**Object location annotation data:**
-- begin --

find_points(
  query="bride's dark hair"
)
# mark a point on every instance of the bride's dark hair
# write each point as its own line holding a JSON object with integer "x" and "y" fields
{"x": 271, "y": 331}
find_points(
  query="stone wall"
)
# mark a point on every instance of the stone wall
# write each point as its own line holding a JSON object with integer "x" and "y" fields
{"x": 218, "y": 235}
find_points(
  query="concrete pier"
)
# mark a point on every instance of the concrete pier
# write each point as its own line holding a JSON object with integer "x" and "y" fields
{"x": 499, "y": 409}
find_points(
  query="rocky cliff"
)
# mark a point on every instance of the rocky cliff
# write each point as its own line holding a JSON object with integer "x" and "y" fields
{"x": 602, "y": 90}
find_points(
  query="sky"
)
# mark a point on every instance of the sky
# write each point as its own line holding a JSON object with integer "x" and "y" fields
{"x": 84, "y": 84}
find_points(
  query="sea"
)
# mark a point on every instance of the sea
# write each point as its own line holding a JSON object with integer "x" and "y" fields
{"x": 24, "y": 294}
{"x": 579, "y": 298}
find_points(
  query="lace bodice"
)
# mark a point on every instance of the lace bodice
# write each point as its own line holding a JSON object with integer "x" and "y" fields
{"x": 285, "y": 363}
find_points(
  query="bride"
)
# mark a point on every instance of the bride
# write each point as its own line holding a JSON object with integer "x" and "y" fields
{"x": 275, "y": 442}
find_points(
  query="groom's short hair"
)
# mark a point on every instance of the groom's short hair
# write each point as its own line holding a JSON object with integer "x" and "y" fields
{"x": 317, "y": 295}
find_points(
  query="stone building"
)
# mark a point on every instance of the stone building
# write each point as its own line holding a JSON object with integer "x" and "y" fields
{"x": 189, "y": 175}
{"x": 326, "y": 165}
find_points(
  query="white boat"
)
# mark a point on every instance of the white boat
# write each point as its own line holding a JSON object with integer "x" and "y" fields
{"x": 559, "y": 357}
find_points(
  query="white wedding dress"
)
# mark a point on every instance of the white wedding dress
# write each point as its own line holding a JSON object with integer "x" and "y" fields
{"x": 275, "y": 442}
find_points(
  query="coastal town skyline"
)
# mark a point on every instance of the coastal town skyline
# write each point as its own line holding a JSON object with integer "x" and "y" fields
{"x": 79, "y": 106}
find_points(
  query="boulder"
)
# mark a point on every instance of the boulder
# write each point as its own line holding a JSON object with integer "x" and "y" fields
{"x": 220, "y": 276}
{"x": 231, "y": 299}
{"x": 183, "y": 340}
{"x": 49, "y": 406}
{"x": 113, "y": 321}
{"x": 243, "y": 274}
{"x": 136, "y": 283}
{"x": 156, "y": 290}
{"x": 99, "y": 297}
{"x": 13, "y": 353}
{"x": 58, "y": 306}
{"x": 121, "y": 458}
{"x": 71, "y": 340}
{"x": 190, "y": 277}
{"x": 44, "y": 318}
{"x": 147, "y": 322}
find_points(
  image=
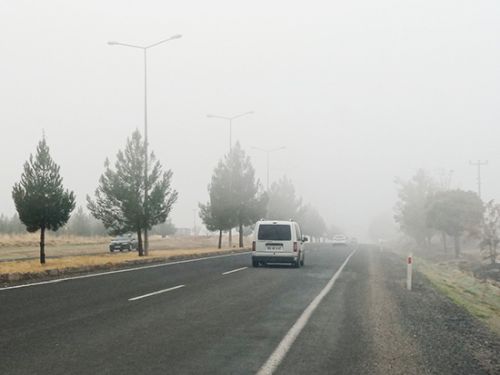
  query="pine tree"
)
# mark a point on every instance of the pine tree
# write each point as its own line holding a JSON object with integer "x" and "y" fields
{"x": 119, "y": 199}
{"x": 235, "y": 197}
{"x": 40, "y": 199}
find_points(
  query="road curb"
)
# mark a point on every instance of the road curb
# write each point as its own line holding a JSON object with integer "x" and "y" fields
{"x": 7, "y": 278}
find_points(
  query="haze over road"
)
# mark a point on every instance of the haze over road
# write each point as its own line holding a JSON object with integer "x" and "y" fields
{"x": 220, "y": 316}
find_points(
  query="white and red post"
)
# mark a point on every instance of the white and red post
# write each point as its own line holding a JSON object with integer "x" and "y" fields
{"x": 409, "y": 269}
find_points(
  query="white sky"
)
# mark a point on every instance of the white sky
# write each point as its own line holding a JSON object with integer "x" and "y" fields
{"x": 358, "y": 91}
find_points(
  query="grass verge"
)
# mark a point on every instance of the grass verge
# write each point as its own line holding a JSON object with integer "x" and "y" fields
{"x": 32, "y": 269}
{"x": 480, "y": 298}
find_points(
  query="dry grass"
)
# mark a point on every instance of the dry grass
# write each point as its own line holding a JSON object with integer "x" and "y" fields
{"x": 106, "y": 259}
{"x": 33, "y": 240}
{"x": 26, "y": 246}
{"x": 481, "y": 298}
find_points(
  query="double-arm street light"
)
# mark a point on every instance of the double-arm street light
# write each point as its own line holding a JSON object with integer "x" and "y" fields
{"x": 230, "y": 119}
{"x": 268, "y": 152}
{"x": 146, "y": 187}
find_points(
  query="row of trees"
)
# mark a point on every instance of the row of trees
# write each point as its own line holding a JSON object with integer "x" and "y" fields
{"x": 121, "y": 202}
{"x": 426, "y": 209}
{"x": 236, "y": 199}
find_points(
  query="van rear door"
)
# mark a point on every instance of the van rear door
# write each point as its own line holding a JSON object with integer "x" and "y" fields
{"x": 275, "y": 238}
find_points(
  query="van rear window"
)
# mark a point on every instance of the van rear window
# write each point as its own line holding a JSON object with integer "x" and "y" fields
{"x": 274, "y": 232}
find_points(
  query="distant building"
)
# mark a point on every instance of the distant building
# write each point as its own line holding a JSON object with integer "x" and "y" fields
{"x": 183, "y": 231}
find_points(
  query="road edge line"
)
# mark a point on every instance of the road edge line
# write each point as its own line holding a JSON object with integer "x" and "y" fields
{"x": 233, "y": 271}
{"x": 286, "y": 343}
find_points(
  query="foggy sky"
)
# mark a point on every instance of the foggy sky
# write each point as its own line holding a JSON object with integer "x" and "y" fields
{"x": 359, "y": 92}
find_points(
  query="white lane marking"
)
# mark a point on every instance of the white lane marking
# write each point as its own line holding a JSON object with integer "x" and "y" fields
{"x": 286, "y": 343}
{"x": 157, "y": 292}
{"x": 121, "y": 271}
{"x": 236, "y": 270}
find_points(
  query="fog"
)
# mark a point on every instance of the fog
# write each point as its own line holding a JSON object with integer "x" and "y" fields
{"x": 359, "y": 93}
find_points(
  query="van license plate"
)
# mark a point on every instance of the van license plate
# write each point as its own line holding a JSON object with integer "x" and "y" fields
{"x": 274, "y": 248}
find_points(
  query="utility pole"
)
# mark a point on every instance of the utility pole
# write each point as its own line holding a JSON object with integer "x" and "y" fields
{"x": 478, "y": 164}
{"x": 230, "y": 120}
{"x": 146, "y": 182}
{"x": 268, "y": 152}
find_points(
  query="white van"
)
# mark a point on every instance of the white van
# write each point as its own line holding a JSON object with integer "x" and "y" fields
{"x": 278, "y": 242}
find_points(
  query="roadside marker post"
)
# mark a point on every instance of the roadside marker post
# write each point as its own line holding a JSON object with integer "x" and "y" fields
{"x": 409, "y": 269}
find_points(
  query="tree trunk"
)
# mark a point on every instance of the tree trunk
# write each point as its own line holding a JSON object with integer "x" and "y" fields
{"x": 139, "y": 243}
{"x": 457, "y": 245}
{"x": 241, "y": 235}
{"x": 42, "y": 245}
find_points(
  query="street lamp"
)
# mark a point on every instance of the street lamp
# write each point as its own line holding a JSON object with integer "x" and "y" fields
{"x": 268, "y": 152}
{"x": 146, "y": 187}
{"x": 230, "y": 119}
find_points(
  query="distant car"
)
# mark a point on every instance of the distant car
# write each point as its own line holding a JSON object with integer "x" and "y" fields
{"x": 339, "y": 239}
{"x": 278, "y": 242}
{"x": 123, "y": 242}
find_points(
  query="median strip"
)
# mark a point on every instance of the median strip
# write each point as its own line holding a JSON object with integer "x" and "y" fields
{"x": 157, "y": 292}
{"x": 286, "y": 343}
{"x": 236, "y": 270}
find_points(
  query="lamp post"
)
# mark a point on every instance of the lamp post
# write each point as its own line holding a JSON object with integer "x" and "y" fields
{"x": 146, "y": 187}
{"x": 230, "y": 119}
{"x": 268, "y": 152}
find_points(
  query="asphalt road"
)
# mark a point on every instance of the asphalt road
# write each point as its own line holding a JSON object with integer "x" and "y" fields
{"x": 215, "y": 316}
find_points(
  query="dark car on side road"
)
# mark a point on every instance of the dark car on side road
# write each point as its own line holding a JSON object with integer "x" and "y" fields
{"x": 123, "y": 242}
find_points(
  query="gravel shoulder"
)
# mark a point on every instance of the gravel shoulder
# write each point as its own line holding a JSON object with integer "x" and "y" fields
{"x": 370, "y": 323}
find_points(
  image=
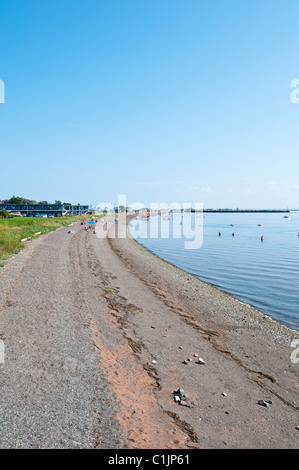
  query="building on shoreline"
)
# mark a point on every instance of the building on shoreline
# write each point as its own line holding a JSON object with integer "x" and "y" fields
{"x": 55, "y": 210}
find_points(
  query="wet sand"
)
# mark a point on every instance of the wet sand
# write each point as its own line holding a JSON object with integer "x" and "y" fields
{"x": 97, "y": 331}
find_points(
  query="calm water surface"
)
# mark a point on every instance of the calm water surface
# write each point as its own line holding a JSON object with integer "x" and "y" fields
{"x": 264, "y": 273}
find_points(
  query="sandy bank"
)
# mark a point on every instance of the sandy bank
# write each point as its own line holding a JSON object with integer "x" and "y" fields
{"x": 249, "y": 353}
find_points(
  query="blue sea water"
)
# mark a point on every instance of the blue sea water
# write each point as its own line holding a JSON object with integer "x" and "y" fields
{"x": 264, "y": 274}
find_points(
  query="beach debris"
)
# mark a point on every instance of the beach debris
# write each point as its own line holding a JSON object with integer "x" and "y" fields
{"x": 182, "y": 398}
{"x": 264, "y": 402}
{"x": 200, "y": 361}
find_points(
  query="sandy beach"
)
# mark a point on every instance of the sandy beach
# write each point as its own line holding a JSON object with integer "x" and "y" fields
{"x": 99, "y": 333}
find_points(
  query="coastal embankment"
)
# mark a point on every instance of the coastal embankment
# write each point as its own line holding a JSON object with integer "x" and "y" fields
{"x": 99, "y": 333}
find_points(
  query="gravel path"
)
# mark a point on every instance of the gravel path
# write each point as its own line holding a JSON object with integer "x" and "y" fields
{"x": 96, "y": 331}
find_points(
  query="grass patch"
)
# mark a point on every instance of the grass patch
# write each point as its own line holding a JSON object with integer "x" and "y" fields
{"x": 12, "y": 231}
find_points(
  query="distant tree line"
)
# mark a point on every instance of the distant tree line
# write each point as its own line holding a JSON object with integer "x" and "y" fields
{"x": 23, "y": 200}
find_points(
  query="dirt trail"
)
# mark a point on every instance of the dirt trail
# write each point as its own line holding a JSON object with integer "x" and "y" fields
{"x": 95, "y": 333}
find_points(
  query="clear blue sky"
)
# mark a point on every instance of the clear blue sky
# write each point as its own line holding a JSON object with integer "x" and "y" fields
{"x": 175, "y": 101}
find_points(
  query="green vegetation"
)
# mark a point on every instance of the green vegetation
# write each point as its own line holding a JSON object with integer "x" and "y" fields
{"x": 13, "y": 230}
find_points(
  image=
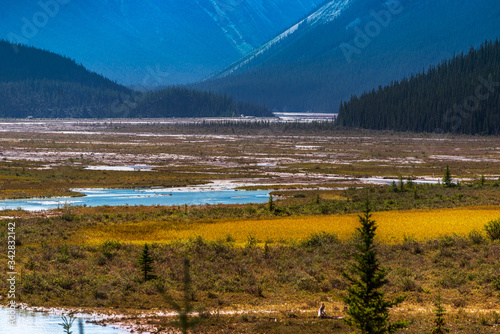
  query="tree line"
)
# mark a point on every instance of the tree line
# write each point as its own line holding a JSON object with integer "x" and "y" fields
{"x": 42, "y": 84}
{"x": 461, "y": 95}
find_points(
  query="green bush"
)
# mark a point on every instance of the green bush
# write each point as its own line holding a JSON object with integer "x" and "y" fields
{"x": 493, "y": 229}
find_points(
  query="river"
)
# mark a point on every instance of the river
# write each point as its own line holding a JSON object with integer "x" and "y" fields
{"x": 195, "y": 195}
{"x": 28, "y": 322}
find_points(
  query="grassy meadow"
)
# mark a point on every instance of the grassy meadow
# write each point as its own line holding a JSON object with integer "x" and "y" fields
{"x": 255, "y": 268}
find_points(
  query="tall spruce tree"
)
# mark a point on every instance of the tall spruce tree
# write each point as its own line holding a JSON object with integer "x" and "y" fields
{"x": 185, "y": 308}
{"x": 146, "y": 263}
{"x": 367, "y": 309}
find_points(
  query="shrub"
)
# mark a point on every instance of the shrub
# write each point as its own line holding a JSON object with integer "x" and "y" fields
{"x": 321, "y": 239}
{"x": 476, "y": 237}
{"x": 493, "y": 229}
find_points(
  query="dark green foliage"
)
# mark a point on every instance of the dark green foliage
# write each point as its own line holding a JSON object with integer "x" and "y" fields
{"x": 67, "y": 324}
{"x": 447, "y": 181}
{"x": 439, "y": 322}
{"x": 185, "y": 308}
{"x": 271, "y": 203}
{"x": 183, "y": 102}
{"x": 493, "y": 229}
{"x": 458, "y": 96}
{"x": 482, "y": 180}
{"x": 146, "y": 263}
{"x": 42, "y": 84}
{"x": 367, "y": 308}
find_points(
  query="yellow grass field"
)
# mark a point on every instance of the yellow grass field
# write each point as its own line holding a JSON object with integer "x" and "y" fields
{"x": 393, "y": 227}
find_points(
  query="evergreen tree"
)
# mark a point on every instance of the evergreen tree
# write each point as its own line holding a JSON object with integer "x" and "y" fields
{"x": 185, "y": 309}
{"x": 447, "y": 181}
{"x": 439, "y": 323}
{"x": 482, "y": 180}
{"x": 146, "y": 263}
{"x": 367, "y": 308}
{"x": 438, "y": 100}
{"x": 271, "y": 203}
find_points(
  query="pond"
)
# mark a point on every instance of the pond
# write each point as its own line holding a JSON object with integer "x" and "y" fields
{"x": 195, "y": 195}
{"x": 28, "y": 322}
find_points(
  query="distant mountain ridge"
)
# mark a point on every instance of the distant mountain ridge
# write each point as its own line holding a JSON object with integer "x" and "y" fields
{"x": 347, "y": 47}
{"x": 460, "y": 95}
{"x": 43, "y": 84}
{"x": 150, "y": 42}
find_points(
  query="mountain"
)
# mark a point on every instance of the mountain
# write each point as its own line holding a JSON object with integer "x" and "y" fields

-- end --

**Challenge:**
List each line in the entries above that contains the string "building". Case counts.

**Exercise response:**
  query="stone building"
# mark a point on every instance of the stone building
  query="distant building"
# mark a point on every instance of the distant building
  query="building on shoreline"
# mark a point on every instance of the building on shoreline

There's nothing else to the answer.